TASK DESCRIPTION:
Reproduce the listing below without any change, from the line containing "Please annotate the distant" through the line containing "66;184;74;189", with both of those lines included.

EXERCISE MATERIALS:
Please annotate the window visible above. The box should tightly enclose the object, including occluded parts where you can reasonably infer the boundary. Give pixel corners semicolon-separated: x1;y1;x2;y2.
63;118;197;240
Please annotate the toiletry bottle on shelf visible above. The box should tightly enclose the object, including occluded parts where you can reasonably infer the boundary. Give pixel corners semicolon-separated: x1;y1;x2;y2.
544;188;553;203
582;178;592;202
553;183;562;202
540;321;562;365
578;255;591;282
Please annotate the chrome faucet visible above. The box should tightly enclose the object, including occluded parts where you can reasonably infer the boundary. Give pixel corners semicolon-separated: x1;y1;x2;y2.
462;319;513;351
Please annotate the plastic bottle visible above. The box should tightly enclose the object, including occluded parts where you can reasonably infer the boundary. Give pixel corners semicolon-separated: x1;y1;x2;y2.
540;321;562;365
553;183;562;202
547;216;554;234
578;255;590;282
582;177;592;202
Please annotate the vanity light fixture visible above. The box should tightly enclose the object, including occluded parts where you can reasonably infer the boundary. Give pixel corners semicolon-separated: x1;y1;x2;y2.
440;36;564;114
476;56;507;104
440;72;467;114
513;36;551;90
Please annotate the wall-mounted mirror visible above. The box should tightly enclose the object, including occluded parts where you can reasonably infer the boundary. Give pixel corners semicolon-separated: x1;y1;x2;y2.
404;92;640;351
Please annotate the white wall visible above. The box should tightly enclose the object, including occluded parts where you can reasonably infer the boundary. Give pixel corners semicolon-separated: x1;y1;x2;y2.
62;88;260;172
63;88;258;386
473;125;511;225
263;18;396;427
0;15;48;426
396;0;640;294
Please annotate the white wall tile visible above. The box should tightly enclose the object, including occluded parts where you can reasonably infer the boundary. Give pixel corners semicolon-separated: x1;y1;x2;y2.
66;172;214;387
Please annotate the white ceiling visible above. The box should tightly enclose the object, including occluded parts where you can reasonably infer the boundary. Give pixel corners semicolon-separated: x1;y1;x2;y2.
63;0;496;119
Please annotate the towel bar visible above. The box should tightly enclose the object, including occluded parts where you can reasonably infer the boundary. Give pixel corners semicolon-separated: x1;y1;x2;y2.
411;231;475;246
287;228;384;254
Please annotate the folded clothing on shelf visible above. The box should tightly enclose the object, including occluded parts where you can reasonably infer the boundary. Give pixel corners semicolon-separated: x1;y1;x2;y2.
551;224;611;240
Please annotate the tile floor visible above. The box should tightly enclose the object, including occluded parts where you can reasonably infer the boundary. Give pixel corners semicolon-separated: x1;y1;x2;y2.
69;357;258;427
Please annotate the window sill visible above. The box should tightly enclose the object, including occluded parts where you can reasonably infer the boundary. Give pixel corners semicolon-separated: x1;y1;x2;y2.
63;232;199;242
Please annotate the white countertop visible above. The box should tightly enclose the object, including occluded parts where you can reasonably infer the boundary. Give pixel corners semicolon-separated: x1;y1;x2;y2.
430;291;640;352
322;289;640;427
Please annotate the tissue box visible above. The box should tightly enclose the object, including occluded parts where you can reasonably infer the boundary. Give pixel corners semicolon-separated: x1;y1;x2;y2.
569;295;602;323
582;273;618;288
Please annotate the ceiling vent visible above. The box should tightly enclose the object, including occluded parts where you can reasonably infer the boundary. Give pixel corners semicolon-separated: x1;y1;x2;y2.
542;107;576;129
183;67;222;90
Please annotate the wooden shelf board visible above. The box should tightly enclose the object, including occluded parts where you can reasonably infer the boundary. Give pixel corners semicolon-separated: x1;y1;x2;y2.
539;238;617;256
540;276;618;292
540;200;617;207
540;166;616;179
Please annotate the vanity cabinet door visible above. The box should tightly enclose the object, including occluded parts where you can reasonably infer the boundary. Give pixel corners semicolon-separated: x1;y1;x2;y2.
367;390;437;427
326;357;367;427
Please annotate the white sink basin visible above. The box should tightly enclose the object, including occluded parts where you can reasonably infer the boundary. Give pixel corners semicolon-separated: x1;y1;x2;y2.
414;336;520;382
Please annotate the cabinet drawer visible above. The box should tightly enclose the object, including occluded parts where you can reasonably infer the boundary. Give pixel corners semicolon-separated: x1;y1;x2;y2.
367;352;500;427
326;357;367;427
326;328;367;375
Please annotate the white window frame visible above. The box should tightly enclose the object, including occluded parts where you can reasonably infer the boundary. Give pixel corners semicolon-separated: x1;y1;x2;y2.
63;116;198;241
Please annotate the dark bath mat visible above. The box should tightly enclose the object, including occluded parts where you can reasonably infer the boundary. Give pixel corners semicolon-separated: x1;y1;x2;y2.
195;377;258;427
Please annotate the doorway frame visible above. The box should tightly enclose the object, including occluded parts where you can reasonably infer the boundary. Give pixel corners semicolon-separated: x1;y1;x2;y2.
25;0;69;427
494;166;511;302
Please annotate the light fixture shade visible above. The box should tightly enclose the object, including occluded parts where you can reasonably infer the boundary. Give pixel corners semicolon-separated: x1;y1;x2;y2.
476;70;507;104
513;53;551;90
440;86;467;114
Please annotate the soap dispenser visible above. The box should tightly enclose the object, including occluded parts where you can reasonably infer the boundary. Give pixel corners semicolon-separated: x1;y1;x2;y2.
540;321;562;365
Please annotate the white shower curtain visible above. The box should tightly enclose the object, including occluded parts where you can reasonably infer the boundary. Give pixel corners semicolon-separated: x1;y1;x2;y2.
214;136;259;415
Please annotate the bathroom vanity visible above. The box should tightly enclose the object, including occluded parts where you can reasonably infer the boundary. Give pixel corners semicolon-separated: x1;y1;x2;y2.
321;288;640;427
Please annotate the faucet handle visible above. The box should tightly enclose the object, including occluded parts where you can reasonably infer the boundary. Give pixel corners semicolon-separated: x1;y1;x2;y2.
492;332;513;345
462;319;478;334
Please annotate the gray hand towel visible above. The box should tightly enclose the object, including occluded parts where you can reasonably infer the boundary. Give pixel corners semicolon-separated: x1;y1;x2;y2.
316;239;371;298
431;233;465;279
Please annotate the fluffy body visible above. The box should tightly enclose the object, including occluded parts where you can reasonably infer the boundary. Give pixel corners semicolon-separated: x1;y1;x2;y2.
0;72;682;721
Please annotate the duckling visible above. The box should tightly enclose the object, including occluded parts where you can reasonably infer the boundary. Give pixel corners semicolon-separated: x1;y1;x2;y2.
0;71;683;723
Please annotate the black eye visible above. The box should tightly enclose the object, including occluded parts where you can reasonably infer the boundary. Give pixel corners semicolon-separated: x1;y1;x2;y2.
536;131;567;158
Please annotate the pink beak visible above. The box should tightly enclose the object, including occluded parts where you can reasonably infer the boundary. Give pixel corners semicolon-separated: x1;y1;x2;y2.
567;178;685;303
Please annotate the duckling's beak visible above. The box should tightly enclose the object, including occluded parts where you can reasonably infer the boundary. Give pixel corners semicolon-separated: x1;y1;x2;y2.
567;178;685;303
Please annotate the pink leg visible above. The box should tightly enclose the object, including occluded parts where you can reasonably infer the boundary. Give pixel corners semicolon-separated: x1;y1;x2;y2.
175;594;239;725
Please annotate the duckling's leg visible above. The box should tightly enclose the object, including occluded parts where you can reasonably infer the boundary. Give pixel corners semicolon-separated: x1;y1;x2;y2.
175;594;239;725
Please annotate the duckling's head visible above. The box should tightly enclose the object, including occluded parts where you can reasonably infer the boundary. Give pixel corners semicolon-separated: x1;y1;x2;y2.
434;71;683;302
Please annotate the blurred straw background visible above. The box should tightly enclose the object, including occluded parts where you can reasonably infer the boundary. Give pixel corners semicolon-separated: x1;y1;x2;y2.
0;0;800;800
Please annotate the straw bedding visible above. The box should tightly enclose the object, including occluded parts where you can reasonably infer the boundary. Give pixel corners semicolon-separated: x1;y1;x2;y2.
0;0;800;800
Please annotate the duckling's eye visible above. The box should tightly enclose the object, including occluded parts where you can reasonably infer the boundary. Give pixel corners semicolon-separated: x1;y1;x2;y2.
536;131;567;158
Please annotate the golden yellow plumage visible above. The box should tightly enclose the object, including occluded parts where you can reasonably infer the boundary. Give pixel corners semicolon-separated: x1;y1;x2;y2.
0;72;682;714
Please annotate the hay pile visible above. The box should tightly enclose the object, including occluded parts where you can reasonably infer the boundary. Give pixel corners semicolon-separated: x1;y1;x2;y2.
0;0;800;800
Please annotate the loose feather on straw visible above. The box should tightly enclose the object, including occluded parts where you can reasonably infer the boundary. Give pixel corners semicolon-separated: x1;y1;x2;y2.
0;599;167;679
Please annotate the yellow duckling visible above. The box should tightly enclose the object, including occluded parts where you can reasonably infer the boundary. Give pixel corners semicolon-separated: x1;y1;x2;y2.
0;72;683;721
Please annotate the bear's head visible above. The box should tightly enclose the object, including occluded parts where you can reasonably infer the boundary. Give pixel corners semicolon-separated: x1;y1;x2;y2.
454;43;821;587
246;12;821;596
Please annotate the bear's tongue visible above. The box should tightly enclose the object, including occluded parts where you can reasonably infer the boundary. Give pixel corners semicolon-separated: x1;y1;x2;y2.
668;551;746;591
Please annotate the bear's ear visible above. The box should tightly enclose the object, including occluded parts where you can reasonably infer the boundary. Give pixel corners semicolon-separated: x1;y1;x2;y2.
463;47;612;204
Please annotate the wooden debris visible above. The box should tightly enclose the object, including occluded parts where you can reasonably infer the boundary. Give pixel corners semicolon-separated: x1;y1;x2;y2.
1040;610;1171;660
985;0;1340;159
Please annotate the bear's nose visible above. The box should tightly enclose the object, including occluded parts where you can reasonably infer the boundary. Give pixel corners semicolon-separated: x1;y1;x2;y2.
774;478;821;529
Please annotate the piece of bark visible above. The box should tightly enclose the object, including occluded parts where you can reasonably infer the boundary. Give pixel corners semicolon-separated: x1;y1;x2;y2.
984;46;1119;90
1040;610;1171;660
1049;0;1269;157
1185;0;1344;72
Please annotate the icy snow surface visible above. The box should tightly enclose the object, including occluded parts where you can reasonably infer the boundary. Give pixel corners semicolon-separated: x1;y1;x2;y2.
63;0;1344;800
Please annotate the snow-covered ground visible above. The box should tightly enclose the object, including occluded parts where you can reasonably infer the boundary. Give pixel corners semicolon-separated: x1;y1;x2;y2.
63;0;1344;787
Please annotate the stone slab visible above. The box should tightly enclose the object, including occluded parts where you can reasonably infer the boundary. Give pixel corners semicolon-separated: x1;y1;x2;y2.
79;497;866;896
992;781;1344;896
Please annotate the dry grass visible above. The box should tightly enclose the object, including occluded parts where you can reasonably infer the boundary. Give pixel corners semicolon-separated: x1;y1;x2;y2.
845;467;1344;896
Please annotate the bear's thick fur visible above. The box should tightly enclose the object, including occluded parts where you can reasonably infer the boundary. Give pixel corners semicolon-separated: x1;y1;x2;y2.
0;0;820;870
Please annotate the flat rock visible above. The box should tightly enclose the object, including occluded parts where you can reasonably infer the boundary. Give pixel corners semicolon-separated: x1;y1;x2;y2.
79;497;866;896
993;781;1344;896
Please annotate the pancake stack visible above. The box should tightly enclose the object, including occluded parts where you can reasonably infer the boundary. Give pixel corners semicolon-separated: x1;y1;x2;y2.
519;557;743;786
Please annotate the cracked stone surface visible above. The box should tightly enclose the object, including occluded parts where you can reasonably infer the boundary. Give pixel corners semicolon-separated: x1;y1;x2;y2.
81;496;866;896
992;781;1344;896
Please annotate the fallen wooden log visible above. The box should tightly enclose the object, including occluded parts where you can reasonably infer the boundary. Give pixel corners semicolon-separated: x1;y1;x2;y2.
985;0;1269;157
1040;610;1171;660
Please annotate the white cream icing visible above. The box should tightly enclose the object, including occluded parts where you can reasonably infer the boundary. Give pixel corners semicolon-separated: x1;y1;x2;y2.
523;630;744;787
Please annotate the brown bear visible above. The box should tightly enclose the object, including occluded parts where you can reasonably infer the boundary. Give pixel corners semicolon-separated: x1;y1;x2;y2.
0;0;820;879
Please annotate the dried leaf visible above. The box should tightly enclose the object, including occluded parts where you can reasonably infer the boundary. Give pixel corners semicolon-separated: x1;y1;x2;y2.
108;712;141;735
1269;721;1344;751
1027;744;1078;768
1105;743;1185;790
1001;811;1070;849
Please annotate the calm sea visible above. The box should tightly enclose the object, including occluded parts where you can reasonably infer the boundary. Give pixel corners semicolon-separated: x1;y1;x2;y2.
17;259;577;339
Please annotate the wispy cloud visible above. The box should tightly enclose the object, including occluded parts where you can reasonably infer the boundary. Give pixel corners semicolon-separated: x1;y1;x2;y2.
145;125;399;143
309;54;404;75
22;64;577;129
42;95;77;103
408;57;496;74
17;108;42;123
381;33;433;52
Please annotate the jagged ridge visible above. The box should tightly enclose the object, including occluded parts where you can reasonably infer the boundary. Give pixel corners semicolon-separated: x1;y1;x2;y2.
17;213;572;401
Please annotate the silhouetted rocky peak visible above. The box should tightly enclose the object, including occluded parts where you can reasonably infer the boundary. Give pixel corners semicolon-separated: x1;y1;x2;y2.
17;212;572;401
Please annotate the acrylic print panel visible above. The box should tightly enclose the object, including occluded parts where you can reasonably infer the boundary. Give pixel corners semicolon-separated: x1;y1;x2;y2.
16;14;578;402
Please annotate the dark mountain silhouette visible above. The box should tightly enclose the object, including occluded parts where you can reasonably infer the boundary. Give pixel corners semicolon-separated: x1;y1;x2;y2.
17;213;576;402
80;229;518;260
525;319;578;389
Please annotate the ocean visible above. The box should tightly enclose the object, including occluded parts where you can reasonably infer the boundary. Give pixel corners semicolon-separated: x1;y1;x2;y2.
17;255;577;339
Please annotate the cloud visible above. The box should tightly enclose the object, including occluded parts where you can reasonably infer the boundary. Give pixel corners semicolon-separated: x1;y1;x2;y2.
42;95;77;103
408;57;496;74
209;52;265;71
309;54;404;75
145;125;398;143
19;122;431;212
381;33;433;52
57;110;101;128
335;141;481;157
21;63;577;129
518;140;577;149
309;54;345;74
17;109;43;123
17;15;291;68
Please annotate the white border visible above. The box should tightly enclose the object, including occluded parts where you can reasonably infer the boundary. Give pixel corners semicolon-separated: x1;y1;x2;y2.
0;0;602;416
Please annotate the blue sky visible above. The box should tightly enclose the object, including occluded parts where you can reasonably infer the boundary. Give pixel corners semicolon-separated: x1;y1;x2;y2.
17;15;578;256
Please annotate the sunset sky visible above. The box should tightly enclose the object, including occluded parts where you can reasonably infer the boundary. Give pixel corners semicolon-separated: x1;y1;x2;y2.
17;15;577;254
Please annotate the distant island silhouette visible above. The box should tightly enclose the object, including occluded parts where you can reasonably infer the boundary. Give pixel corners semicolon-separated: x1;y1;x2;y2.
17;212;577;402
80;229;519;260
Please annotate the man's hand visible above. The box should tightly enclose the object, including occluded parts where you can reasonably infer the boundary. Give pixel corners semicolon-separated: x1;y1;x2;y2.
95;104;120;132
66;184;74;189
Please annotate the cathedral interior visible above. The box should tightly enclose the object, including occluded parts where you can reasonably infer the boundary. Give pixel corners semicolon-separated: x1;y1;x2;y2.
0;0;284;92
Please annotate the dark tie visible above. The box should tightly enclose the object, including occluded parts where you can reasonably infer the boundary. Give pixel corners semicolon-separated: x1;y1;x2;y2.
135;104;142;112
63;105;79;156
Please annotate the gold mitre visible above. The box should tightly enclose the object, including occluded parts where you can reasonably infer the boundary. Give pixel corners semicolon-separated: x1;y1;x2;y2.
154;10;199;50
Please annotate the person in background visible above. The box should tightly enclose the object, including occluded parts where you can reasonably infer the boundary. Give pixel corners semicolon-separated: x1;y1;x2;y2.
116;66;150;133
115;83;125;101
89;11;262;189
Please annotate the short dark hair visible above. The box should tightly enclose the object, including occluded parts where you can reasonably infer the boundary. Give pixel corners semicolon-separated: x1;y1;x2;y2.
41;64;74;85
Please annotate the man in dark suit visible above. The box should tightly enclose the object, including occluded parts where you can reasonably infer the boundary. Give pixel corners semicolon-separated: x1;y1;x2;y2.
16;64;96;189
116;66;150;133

FINISHED TASK:
Please annotate the distant island silhouette visible above. The box should tightly enclose the object, including occluded parts where you can reasonably infer the boundary. Give pixel corners semicolon-separated: x1;y1;x2;y2.
17;212;577;402
80;229;519;260
Please annotate the man's hand visible above. The box should tightly enclose the object, including occluded parts where you can reasonably infer the boundary. Give pixel corners semicolon-separated: x1;y1;x2;y2.
95;104;120;132
66;184;74;189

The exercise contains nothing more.